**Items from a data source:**
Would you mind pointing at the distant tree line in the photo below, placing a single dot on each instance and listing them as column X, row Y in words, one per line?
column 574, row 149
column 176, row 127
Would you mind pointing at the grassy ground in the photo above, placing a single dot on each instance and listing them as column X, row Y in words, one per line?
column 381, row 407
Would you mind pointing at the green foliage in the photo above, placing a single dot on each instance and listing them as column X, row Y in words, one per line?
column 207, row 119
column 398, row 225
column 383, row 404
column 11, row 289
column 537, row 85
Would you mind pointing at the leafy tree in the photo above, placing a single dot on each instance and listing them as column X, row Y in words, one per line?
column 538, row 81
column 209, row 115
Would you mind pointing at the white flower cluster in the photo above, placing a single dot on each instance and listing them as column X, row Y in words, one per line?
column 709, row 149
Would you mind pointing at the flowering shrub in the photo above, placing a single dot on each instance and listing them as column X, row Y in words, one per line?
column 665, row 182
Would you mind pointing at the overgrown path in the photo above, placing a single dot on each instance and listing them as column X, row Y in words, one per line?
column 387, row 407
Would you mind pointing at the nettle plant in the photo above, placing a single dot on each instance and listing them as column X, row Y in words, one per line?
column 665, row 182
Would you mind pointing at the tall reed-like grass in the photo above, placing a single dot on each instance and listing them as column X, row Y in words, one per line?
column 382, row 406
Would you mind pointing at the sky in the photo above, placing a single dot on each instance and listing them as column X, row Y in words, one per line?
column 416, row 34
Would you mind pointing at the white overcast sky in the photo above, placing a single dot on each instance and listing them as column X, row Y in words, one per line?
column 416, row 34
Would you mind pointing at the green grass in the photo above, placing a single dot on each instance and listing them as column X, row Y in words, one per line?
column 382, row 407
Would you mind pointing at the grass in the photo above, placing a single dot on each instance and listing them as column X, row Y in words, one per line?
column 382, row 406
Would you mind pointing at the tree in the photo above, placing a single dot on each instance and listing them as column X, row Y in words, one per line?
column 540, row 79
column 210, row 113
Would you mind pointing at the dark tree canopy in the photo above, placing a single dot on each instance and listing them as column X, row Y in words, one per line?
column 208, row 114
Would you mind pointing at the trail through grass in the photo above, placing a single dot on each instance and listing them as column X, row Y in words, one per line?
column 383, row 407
* * *
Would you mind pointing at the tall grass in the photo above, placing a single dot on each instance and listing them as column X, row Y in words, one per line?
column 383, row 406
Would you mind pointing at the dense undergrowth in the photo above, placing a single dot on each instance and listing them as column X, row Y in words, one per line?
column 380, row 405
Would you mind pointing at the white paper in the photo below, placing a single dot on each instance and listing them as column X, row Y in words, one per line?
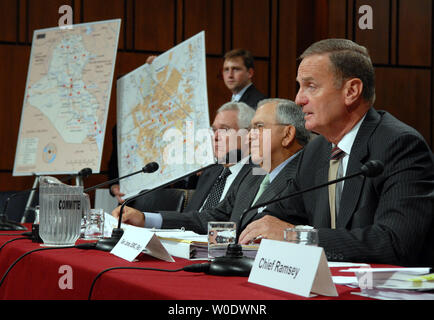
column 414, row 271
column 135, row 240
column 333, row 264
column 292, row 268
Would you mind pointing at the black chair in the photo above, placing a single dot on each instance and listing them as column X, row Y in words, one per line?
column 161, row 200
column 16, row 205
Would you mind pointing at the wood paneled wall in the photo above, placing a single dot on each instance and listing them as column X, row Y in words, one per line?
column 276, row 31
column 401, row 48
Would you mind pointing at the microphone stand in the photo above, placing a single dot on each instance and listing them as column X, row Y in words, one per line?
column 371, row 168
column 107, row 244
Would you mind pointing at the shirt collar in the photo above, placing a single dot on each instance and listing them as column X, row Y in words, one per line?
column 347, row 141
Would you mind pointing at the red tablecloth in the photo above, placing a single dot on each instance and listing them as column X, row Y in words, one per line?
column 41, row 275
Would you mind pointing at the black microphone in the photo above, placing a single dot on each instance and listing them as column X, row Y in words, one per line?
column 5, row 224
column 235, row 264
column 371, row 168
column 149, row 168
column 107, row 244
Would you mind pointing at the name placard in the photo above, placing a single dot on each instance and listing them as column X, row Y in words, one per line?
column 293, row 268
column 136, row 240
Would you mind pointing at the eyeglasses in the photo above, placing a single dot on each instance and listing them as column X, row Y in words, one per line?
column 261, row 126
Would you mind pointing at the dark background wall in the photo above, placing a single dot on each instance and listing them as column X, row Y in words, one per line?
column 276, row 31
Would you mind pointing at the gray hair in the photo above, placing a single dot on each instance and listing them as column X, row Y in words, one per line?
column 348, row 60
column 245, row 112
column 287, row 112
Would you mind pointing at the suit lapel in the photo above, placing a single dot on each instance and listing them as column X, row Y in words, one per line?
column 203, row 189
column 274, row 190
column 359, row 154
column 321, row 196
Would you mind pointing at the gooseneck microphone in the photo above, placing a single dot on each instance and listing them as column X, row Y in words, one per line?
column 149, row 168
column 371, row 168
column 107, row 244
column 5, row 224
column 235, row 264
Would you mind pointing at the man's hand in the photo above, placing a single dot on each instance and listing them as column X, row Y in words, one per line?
* * *
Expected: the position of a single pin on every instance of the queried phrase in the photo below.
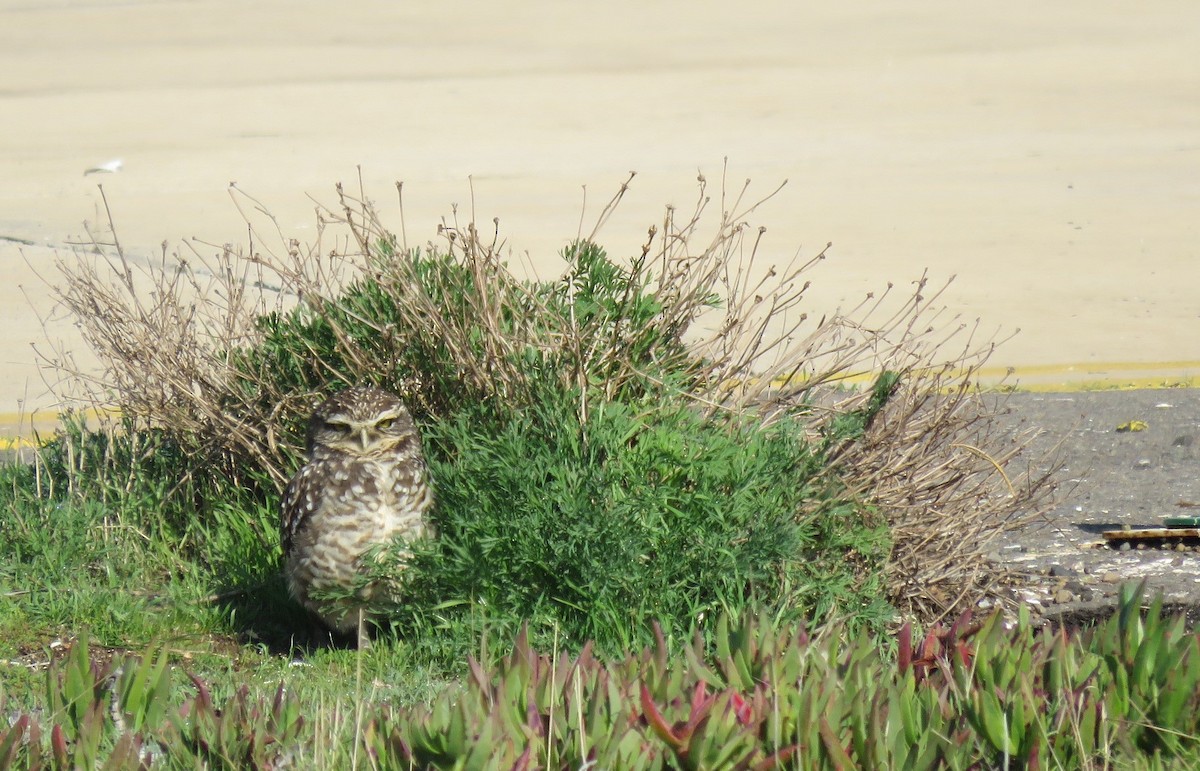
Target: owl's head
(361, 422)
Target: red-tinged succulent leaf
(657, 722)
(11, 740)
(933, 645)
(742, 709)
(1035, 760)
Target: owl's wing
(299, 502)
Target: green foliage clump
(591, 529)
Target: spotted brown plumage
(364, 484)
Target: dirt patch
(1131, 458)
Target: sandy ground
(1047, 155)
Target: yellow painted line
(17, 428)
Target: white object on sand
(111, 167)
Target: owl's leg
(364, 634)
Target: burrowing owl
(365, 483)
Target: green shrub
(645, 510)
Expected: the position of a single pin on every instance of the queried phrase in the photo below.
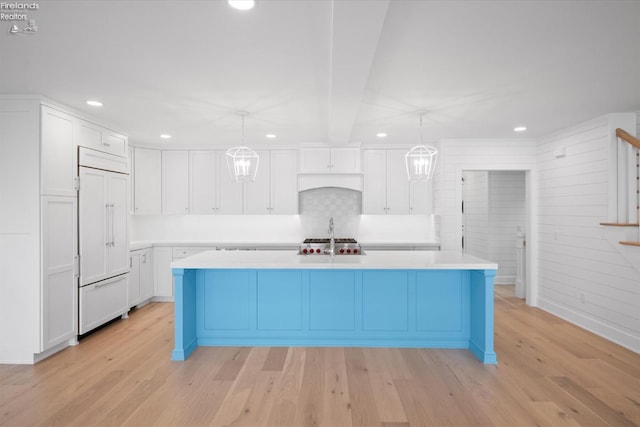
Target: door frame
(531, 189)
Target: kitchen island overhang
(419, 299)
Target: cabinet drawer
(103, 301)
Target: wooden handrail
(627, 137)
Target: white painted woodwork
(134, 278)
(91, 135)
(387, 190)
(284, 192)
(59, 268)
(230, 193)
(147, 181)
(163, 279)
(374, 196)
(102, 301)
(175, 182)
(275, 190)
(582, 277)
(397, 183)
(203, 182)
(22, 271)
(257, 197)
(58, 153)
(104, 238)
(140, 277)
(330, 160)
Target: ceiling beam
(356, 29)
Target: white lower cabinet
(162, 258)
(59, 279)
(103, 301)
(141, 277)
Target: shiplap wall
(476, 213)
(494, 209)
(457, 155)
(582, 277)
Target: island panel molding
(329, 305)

**Brief:** Take the entries above and return only the lines from the one with "Would you mind pointing at the gooseneck" to the one with "Would you mind pointing at the man's", both included, unchanged.

**Response to the exercise:**
Would you mind pointing at the gooseneck microphone in the photo above, placing a single dot on each instance and listing them as column X, row Y in words, one per line?
column 149, row 168
column 371, row 168
column 107, row 244
column 5, row 224
column 235, row 264
Would you mind pointing at the man's hand in the photo above, placing a single dot on each instance and listing them as column X, row Y in words, one per line?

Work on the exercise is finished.